OBJECTIVE -
Give back the records below word for word, with the pictures left out.

INFORMATION PROVIDED -
◇ ◇ ◇

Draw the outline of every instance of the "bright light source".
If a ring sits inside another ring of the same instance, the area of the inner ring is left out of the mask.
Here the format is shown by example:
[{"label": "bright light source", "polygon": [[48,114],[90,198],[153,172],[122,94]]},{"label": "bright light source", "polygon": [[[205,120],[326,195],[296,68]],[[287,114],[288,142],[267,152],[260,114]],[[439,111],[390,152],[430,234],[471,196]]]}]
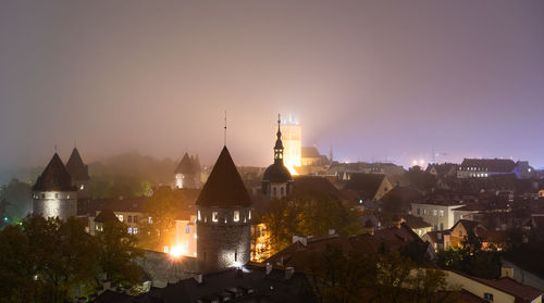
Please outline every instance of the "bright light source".
[{"label": "bright light source", "polygon": [[170,255],[173,257],[180,257],[183,255],[183,248],[181,245],[172,247],[170,250]]}]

◇ ◇ ◇

ANSWER TO THE PROBLEM -
Draw the outline of every instance of the "bright light source".
If a ring sits inside another ring of the same instance, the area of the inner ring is left out of the mask.
Here the format is shown by example:
[{"label": "bright light source", "polygon": [[48,114],[90,198],[153,172],[122,94]]},{"label": "bright light source", "polygon": [[[205,120],[326,195],[296,68]],[[287,114],[288,142],[267,152],[260,114]],[[439,111],[390,152],[430,234],[471,196]]]}]
Please outline every instance of the "bright light source".
[{"label": "bright light source", "polygon": [[170,255],[173,257],[180,257],[183,255],[183,248],[181,245],[172,247],[170,250]]}]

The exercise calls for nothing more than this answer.